Cosa fare: Converti tutte le voci riportate qui sotto in una tabella Markdown con le colonne "Numero" e "Riga", assegnando a ogni riga il suo numero progressivo e tralasciando le righe vuote.

◆ ◆ ◆

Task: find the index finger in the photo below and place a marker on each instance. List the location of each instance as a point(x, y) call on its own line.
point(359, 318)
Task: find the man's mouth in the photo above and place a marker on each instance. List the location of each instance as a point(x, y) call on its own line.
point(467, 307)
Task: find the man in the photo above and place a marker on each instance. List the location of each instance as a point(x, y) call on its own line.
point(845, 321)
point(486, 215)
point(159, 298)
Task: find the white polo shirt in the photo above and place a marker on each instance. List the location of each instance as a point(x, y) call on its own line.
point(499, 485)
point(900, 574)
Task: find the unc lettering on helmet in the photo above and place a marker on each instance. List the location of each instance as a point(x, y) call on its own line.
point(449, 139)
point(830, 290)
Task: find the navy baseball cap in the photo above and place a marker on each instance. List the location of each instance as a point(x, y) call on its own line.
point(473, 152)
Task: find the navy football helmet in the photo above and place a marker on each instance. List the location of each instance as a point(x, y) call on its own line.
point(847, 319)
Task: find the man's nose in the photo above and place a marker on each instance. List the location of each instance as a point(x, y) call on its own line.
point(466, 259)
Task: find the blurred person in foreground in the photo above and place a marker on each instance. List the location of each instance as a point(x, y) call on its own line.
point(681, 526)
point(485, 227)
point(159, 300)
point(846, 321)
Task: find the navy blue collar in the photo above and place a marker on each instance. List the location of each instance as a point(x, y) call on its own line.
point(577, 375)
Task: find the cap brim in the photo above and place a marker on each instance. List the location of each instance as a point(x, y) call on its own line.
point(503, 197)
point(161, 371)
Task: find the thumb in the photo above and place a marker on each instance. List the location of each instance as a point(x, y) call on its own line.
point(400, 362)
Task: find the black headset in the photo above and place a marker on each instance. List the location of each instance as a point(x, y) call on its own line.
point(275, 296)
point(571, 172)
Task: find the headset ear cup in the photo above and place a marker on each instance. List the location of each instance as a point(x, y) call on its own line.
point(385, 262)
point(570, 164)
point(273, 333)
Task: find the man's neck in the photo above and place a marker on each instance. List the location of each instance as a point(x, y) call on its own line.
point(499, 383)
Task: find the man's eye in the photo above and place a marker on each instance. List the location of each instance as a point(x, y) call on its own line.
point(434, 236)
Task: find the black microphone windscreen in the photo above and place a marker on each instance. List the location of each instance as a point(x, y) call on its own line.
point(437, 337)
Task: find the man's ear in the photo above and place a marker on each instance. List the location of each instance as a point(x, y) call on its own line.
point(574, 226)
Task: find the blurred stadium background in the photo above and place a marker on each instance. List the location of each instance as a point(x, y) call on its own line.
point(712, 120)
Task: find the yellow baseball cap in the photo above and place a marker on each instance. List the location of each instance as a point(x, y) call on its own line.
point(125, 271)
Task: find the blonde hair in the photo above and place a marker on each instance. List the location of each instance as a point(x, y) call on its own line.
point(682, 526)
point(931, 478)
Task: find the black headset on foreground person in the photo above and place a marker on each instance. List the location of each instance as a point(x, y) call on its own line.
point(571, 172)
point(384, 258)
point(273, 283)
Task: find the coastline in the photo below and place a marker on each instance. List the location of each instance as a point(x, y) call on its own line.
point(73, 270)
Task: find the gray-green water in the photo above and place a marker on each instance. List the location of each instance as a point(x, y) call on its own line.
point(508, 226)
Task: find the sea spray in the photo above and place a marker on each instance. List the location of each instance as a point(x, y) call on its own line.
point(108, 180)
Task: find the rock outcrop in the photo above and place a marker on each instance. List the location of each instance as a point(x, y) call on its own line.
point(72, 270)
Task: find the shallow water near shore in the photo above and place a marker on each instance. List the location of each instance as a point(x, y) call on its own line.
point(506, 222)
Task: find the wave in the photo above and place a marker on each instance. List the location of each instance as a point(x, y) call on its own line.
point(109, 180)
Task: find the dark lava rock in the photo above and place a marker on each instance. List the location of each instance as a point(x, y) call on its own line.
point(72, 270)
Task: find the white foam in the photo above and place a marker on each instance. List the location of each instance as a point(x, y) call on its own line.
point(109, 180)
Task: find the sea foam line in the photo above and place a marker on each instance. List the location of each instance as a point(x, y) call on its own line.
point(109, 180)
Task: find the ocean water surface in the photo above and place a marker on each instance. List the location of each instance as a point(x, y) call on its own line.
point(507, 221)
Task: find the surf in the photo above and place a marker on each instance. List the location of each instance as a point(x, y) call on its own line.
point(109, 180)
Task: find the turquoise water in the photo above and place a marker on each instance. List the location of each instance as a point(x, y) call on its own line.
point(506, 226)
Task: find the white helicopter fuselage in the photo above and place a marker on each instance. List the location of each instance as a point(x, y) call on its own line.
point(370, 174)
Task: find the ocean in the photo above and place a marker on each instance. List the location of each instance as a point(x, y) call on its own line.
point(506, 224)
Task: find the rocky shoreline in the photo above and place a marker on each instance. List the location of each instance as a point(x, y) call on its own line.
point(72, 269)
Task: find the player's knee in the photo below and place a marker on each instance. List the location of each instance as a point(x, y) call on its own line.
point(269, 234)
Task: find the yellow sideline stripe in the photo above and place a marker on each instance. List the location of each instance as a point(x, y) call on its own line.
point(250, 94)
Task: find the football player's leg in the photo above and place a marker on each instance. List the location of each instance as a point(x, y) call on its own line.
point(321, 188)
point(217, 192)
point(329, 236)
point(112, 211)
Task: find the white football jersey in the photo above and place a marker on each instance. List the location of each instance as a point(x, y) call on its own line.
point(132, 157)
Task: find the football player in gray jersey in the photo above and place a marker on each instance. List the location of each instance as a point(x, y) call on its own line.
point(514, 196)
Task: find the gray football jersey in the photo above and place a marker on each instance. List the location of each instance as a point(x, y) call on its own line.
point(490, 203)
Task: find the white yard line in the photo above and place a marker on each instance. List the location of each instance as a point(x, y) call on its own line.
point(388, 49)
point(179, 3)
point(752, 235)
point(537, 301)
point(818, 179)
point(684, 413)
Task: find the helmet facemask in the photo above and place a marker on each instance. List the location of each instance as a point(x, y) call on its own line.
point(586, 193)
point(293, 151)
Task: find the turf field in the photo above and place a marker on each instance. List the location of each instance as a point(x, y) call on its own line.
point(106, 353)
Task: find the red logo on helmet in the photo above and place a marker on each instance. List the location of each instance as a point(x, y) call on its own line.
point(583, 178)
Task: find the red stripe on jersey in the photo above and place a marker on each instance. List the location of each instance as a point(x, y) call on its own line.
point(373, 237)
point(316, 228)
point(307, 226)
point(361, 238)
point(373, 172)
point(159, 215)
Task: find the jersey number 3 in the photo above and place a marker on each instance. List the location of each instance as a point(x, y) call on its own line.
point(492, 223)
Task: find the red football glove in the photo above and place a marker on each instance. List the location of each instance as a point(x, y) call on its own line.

◆ ◆ ◆

Soluzione scritta:
| Numero | Riga |
|---|---|
| 1 | Task: find the index finger in the photo below and place a marker on each instance. List the location of each instance as a point(x, y) call on its own line. |
| 2 | point(359, 318) |
| 3 | Task: find the man's mouth in the photo above and place a marker on each instance. List the location of each instance as a point(x, y) call on its own line. |
| 4 | point(467, 307) |
| 5 | Task: find the man in the photo above and place a marker on each instance. List the location of each instance as a point(x, y) call on its own line. |
| 6 | point(845, 321) |
| 7 | point(486, 215) |
| 8 | point(159, 298) |
| 9 | Task: find the white polo shirt in the photo above and place a marker on each instance. List the location of each instance as a point(x, y) call on its own line. |
| 10 | point(499, 485) |
| 11 | point(900, 574) |
| 12 | Task: find the unc lettering on helmet in the photo above and place a marker on each instance. List the location of each instance as a point(x, y) call on its own line. |
| 13 | point(449, 139) |
| 14 | point(830, 290) |
| 15 | Task: find the navy baseball cap in the photo above and place a marker on each instance. List the location of each instance as a point(x, y) call on its own line. |
| 16 | point(473, 152) |
| 17 | Task: find the navy football helmet in the photo above and place a marker on each instance. List the location of each instance as a point(x, y) call on its own line. |
| 18 | point(847, 319) |
| 19 | Task: find the man's nose in the photo above and place a marker on each instance. List the location of each instance as a point(x, y) call on its own line. |
| 20 | point(466, 259) |
| 21 | Task: find the blurred person in foreground in the photo above and place a marker on each instance. List the location of each instance as a point(x, y) call on its own line. |
| 22 | point(681, 526) |
| 23 | point(485, 227) |
| 24 | point(159, 300) |
| 25 | point(846, 321) |
| 26 | Task: find the navy blue collar in the photo above and place a marker on each instance. List the location of each instance as a point(x, y) call on its own line. |
| 27 | point(577, 375) |
| 28 | Task: find the cap brim in the photo above and place a marker on each instance. List the location of each instance as a point(x, y) call on its own line. |
| 29 | point(503, 197) |
| 30 | point(161, 371) |
| 31 | Task: find the thumb in the photo above and place a marker on each instance. List the location of each instance as a point(x, y) call on its own line. |
| 32 | point(400, 362) |
| 33 | Task: find the black headset in the photo above and place a marker on each instance. List the location of each instance as a point(x, y) call on its own line. |
| 34 | point(275, 296) |
| 35 | point(571, 172) |
| 36 | Task: find the headset ear cup in the photo above and place a marker on each instance. List the location of each instance as a point(x, y) call on its own line. |
| 37 | point(385, 262) |
| 38 | point(570, 164) |
| 39 | point(273, 333) |
| 40 | Task: find the man's neck in the photo above and place a marker on each instance. List the location of each instance as a point(x, y) call on its own line. |
| 41 | point(499, 383) |
| 42 | Task: find the man's eye in the photo above and place a marker on each instance. List the location of each instance as a point(x, y) call on its own line. |
| 43 | point(434, 236) |
| 44 | Task: find the black microphone windscreen in the photo above and place a marker on each instance. List the location of each instance as a point(x, y) call on its own line. |
| 45 | point(437, 337) |
| 46 | Task: find the man's ear in the photo above and place a marker on each instance. List the location of each instance as a point(x, y) call on its own line. |
| 47 | point(574, 226) |
| 48 | Task: find the blurred stadium background in the photo above and place a marker on each instance. List the location of each instance as a point(x, y) call on its own line. |
| 49 | point(712, 120) |
| 50 | Task: find the yellow baseball cap in the photo above and place a marker on each instance. List the location of each instance as a point(x, y) call on its own line. |
| 51 | point(125, 271) |
| 52 | Task: find the blonde hair in the photo above and place a marker on each instance. List the location of each instance as a point(x, y) call on its own line. |
| 53 | point(682, 526) |
| 54 | point(931, 478) |
| 55 | Task: find the black headset on foreground person in the photo above and place a marker on each instance. List the location of each instance as a point(x, y) call on its own line. |
| 56 | point(571, 172) |
| 57 | point(384, 258) |
| 58 | point(273, 283) |
| 59 | Task: find the coastline in the photo below and place a marker on each instance. List the location of each instance as a point(x, y) call on its own line. |
| 60 | point(73, 270) |
| 61 | Task: find the gray-green water in the photo above and place a marker on each instance. List the location of each instance as a point(x, y) call on its own line. |
| 62 | point(508, 226) |
| 63 | Task: find the sea spray in the photo above and place a marker on each instance. List the location of each instance as a point(x, y) call on its own line. |
| 64 | point(108, 180) |
| 65 | Task: find the rock outcrop in the photo above and place a marker on each instance. List the location of each instance as a point(x, y) call on its own line. |
| 66 | point(72, 270) |
| 67 | Task: find the shallow water near shore in the photo above and place a marker on each instance. List the location of each instance as a point(x, y) call on its own line. |
| 68 | point(506, 222) |
| 69 | Task: find the wave in the photo above and place a marker on each instance. List the location of each instance as a point(x, y) call on its own line. |
| 70 | point(109, 180) |
| 71 | Task: find the dark lava rock in the photo above and place a marker on each instance. List the location of each instance as a point(x, y) call on its own line. |
| 72 | point(72, 270) |
| 73 | Task: find the white foam in the photo above and place a marker on each instance. List the location of each instance as a point(x, y) call on its own line. |
| 74 | point(109, 180) |
| 75 | Task: find the sea foam line in the photo above and place a marker on each instance. List the location of each instance as a point(x, y) call on its own line. |
| 76 | point(109, 180) |
| 77 | Task: find the ocean water surface in the photo above and place a marker on each instance. List the location of each instance as a point(x, y) call on its own line. |
| 78 | point(507, 221) |
| 79 | Task: find the surf in the photo above and place a marker on each instance. List the location of each instance as a point(x, y) call on its own line. |
| 80 | point(109, 180) |
| 81 | Task: find the turquoise water in the photo above and place a marker on each instance. List the location of each instance as a point(x, y) call on its own line. |
| 82 | point(506, 226) |
| 83 | Task: find the white helicopter fuselage in the photo above and place a marker on each instance. List the location of each instance as a point(x, y) call on its own line. |
| 84 | point(370, 174) |
| 85 | Task: find the ocean in the photo above and place a marker on each instance. List the location of each instance as a point(x, y) call on its own line. |
| 86 | point(506, 224) |
| 87 | Task: find the rocky shoreline in the photo above and place a marker on each instance. List the location of each instance as a point(x, y) call on its own line. |
| 88 | point(72, 269) |
| 89 | Task: find the player's knee in the photo below and place a marker on each instance. List the location of each instance as a point(x, y) call on its own line. |
| 90 | point(269, 234) |
| 91 | Task: find the yellow sideline stripe in the photo above and place a marker on each instance. List the location of each instance as a point(x, y) call on its own line. |
| 92 | point(250, 94) |
| 93 | Task: find the football player's leg in the photo above and place a marker on each instance. List the location of each instance as a point(x, y) call on its own line. |
| 94 | point(321, 188) |
| 95 | point(217, 192) |
| 96 | point(329, 236) |
| 97 | point(112, 211) |
| 98 | Task: find the white football jersey in the photo above and place a marker on each instance. List the location of each instance as a point(x, y) call on its own line. |
| 99 | point(132, 157) |
| 100 | Task: find the football player in gray jersey in the photo above and place a marker on each instance. List the location of each instance as a point(x, y) call on its own line. |
| 101 | point(514, 196) |
| 102 | Task: find the gray football jersey in the photo above and place a marker on each instance. List the location of each instance as a point(x, y) call on its own line. |
| 103 | point(490, 203) |
| 104 | Task: find the white yard line in the photo above and place a marker on each instance. List the location of each instance as a point(x, y) call on its own line. |
| 105 | point(388, 49) |
| 106 | point(179, 3) |
| 107 | point(752, 235) |
| 108 | point(537, 301) |
| 109 | point(818, 179) |
| 110 | point(684, 413) |
| 111 | Task: find the helmet facemask in the photo above and place a marker on each instance. List the location of each instance as a point(x, y) call on its own line. |
| 112 | point(586, 193) |
| 113 | point(293, 151) |
| 114 | Task: find the turf field in the photo above and place a marker on each instance. List the location of each instance as a point(x, y) call on its own line. |
| 115 | point(106, 353) |
| 116 | Task: find the red logo on helmet in the photo above and place a marker on each instance. List the location of each instance as a point(x, y) call on its own line. |
| 117 | point(583, 178) |
| 118 | Task: find the red stripe on jersey in the photo above and place a marker on each instance. List the location of each instance as a point(x, y) call on its own line. |
| 119 | point(373, 237) |
| 120 | point(316, 228) |
| 121 | point(307, 226) |
| 122 | point(361, 238) |
| 123 | point(373, 172) |
| 124 | point(159, 215) |
| 125 | Task: find the jersey number 3 in the photo above and place a marker on each instance. List the location of each instance as a point(x, y) call on its own line. |
| 126 | point(492, 223) |
| 127 | Task: find the red football glove in the photo above and place a marker on each instance. List the location of each instance as a point(x, y) call on its own line. |